** start Source excerpt **

Chanel had put women into trousers in their leisure time; Saint Laurent gave us trousers for day and evening, too. He gave women the trouser suit and Le Smoking (Ellen DeGeneres' Oscars night outfit was a descendant of this tuxedo). He adapted the khaki linens of the explorer to create the classic safari suit that has surfaced in some collection or other every summer since.

He took the sailor's pea coat, the Norman agricultural worker's cotton smock, the sportsman's blazer and his shorts, the military man's trench coat and the grouse-moor stalker's plus-fours or knickerbockers, and gave them to women, urging his models to thrust their hands into their pockets and swagger a bit. Catherine Deneuve summed it up when Saint Laurent designed the clothes for her 1967 film, Belle de Jour: "I am dressed by Saint Laurent. I like my clothes to be modern, enticing, with a little bit of a come-on."

** end Source excerpt **
** start Records supplied **

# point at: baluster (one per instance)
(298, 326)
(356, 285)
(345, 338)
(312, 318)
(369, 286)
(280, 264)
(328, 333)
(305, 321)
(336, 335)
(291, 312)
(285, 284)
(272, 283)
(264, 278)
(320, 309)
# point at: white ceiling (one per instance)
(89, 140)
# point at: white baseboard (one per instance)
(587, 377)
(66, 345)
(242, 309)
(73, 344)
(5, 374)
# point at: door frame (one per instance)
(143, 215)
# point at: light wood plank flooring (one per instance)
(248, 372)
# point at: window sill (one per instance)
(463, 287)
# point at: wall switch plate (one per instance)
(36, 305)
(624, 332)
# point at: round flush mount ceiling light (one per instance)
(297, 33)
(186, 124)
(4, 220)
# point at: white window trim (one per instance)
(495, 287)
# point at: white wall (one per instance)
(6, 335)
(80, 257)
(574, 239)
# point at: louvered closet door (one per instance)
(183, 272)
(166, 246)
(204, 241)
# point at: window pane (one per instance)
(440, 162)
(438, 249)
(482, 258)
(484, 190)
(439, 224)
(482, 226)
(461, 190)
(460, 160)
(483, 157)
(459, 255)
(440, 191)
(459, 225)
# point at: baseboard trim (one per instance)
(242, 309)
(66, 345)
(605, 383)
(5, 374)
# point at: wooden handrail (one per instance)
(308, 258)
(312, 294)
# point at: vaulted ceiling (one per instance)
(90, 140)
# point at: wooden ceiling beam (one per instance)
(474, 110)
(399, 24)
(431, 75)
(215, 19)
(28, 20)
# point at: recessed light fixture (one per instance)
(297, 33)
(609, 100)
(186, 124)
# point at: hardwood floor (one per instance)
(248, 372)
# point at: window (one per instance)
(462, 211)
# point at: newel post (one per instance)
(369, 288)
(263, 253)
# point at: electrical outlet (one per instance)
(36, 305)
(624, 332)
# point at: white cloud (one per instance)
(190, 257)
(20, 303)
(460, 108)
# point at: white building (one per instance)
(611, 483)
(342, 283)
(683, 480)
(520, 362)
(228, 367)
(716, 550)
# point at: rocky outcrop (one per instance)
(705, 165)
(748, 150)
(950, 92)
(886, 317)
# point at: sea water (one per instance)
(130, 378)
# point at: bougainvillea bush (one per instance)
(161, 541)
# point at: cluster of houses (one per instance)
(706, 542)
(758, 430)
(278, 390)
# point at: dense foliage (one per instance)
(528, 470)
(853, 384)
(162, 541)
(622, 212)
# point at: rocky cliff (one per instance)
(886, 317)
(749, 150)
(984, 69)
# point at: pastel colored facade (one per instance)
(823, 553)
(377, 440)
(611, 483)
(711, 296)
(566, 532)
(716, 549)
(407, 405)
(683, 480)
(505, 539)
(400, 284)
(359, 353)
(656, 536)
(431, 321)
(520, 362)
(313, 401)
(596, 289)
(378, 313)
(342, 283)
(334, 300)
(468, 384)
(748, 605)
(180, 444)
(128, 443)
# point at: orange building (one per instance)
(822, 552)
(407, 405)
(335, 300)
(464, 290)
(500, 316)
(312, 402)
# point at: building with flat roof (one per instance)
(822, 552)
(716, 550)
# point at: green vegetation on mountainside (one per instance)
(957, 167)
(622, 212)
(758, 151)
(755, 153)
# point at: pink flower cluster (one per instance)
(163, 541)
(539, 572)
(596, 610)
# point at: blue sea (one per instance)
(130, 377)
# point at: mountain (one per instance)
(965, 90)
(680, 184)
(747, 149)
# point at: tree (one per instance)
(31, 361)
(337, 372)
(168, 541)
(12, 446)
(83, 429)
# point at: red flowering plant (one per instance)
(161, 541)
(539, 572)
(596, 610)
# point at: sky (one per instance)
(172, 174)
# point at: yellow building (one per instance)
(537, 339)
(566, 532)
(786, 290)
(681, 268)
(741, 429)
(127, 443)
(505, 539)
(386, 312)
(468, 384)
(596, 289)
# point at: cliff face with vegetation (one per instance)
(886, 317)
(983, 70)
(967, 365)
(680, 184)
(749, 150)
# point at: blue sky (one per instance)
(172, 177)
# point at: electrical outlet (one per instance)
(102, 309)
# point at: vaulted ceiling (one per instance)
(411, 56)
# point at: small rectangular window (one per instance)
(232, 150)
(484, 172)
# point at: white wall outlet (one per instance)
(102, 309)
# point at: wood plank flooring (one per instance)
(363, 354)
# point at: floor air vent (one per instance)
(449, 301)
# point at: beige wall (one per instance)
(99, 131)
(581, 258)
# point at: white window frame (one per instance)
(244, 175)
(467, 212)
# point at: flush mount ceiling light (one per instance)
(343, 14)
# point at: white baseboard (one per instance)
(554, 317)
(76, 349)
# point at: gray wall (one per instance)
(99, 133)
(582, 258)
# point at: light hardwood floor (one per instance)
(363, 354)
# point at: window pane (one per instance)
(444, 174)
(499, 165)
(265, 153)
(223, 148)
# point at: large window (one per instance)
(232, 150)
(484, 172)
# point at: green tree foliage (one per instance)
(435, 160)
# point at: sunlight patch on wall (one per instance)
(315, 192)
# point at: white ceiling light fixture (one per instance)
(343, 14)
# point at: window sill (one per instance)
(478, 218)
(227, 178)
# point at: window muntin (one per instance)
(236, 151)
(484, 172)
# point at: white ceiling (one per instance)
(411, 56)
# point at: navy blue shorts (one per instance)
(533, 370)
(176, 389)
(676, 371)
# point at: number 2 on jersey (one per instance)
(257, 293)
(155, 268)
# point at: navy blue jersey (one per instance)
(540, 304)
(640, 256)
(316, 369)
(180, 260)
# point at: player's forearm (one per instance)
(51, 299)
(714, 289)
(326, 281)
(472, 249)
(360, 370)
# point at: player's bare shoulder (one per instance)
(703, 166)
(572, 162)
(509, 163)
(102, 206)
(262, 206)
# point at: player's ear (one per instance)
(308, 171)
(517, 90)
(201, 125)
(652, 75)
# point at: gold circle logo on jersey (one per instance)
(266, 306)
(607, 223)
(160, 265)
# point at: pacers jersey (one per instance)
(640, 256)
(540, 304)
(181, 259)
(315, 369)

** end Records supplied **

### Written request:
Answer these questions using the Saint Laurent excerpt.
(a) Whose Oscars night outfit does the excerpt call a descendant of Le Smoking?
(b) What did Saint Laurent adapt to create the classic safari suit?
(c) For which film did he design Catherine Deneuve's clothes, and in what year?

### Solved problem:
(a) Ellen DeGeneres
(b) The khaki linens of the explorer
(c) Belle de Jour, in 1967